__EXTRACT PROVIDED__
Bernard Parham Ihas been a fixture in Indiana chess for many years and is perhaps known for his innovative approach to playing and teaching chess. With his successful "Matrix System" approach, he has taught an estimated 3000 students this method and has perhaps spurred a debate on his unconventional methods.

Part of the Matrix System is the rapid deployment of the Queen in order to "deliver the earliest possible checkmate." While coaches and advanced players would frown upon these tactics, the theory has merit and deserves analysis.

Parham's ideas certainly can find a wider application to chess theory. Many times it is not the creator of the system who will find the best application. Thus, what Parham has done is revolutionary in its essence.

Bernard Parham with his signature 2.Qh5 move.

Matrix Revolution Begins!

Back in the 60s, an inquisitive young teen named Bernard Parham strolled through Indianapolis' Douglass Park and something he saw intrigued him. There were men playing chess who he would come to learn were "street hustlers." After watching over a period of time, young Parham noticed that the player who brought the Queen out the earliest won an overwhelming majority of the games. He would return to the park on a regular basis and watched their play with interest. Parham began copying down accounts of these games. A few years later, he would formally learn chess, but those lessons he learned in the park left an indelible impression.

Coordinate annotation records:
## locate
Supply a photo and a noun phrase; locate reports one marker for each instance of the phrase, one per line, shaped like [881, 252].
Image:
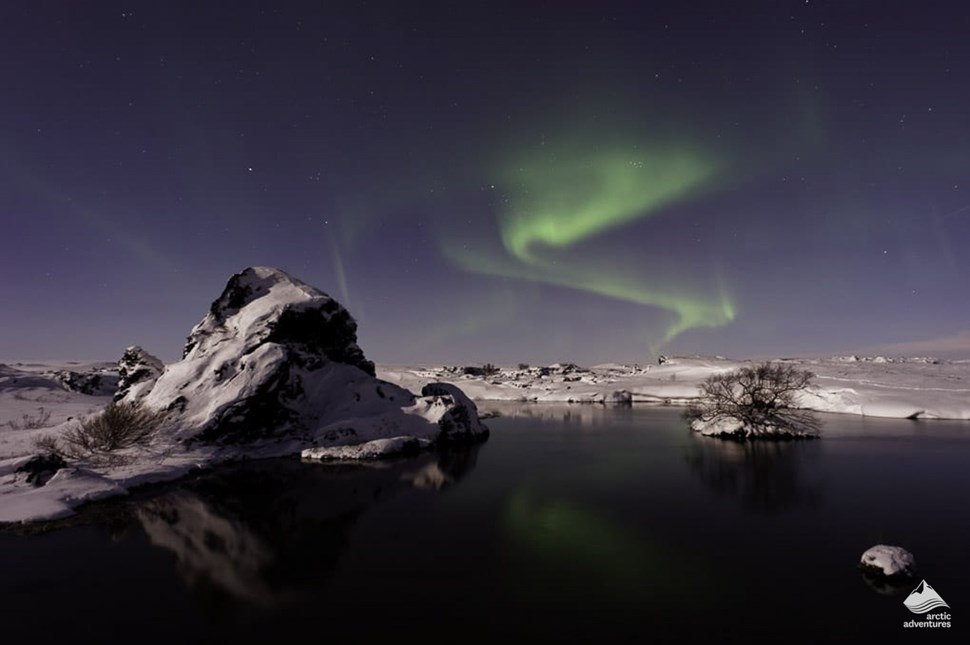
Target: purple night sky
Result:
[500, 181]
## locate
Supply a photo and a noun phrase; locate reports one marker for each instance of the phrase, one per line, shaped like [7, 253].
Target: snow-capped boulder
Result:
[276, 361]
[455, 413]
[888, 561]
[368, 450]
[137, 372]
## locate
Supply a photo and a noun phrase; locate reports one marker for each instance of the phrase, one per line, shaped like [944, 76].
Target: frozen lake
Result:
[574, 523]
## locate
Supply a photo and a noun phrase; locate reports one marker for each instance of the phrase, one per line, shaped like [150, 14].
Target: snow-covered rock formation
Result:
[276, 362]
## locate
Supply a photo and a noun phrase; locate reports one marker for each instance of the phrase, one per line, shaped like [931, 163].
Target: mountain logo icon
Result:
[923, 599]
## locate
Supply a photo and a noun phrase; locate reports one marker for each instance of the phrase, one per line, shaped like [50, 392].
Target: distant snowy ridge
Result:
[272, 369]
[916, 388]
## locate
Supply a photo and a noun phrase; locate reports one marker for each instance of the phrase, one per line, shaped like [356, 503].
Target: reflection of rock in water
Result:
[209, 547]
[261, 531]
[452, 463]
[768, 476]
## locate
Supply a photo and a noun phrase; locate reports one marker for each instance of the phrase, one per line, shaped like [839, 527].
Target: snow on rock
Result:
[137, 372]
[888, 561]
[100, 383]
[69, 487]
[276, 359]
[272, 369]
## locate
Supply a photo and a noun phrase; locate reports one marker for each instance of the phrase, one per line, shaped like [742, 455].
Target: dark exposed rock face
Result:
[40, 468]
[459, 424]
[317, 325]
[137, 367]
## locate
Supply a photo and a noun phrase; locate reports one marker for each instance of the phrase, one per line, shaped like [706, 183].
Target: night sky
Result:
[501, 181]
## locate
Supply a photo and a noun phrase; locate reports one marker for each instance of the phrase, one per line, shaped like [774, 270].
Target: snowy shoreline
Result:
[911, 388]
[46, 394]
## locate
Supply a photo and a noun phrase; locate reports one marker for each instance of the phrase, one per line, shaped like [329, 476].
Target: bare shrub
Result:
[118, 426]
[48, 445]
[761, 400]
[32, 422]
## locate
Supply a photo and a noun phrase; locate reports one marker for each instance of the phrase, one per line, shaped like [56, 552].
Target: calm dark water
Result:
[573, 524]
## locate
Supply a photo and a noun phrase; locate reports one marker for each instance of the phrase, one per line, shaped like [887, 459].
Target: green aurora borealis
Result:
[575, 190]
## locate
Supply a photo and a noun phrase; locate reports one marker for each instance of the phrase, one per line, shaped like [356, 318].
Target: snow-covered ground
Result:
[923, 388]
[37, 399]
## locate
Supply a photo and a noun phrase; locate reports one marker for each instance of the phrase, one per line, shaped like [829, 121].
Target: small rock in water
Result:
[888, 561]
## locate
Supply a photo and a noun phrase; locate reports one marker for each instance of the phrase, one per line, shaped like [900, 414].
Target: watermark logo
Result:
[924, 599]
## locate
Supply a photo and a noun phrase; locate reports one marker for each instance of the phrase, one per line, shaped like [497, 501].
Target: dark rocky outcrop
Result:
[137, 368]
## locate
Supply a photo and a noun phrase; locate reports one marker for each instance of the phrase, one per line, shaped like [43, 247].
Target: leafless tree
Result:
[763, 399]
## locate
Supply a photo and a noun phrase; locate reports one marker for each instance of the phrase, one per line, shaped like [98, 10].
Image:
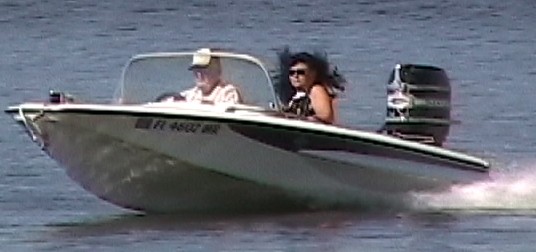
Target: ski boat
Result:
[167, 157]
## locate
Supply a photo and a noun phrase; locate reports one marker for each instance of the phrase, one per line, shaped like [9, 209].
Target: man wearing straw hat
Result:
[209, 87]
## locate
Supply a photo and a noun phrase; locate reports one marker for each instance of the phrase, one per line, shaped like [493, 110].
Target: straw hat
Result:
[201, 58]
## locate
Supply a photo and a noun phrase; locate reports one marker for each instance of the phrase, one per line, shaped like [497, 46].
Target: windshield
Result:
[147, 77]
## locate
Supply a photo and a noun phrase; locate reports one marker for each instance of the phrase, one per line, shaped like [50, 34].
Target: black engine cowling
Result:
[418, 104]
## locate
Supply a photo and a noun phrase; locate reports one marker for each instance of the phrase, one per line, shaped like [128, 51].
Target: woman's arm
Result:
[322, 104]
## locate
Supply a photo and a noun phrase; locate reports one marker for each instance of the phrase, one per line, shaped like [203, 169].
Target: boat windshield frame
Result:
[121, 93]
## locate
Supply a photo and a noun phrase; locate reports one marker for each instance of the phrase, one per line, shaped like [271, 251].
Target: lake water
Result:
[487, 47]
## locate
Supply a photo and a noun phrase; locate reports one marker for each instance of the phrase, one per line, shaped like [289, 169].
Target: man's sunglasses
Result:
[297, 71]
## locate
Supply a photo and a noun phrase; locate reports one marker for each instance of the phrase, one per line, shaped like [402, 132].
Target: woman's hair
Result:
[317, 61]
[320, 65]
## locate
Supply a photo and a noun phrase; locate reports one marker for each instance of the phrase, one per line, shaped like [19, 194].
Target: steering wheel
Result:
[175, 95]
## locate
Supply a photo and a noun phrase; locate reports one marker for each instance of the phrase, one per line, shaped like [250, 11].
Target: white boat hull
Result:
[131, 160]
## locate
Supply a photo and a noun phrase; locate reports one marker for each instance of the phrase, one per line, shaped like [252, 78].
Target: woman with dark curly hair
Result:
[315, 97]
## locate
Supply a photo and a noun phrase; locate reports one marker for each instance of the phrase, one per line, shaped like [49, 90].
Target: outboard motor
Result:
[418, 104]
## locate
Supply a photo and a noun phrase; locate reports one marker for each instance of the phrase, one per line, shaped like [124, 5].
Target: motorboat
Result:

__TASK DETAILS__
Decide whether each of the following statements agrees with the article on Bernard Parham, answering yes or no and quoting the deciding words of the article. 1. Parham has taught his Matrix System to an estimated 3000 students. 2. The park where Parham watched the street hustlers was in Chicago. 3. Parham had formally learned chess before he began watching the games in the park.

__RESULT__
1. Yes: "he has taught an estimated 3000 students this method"
2. No: "strolled through Indianapolis' Douglass Park"
3. No: "A few years later, he would formally learn chess"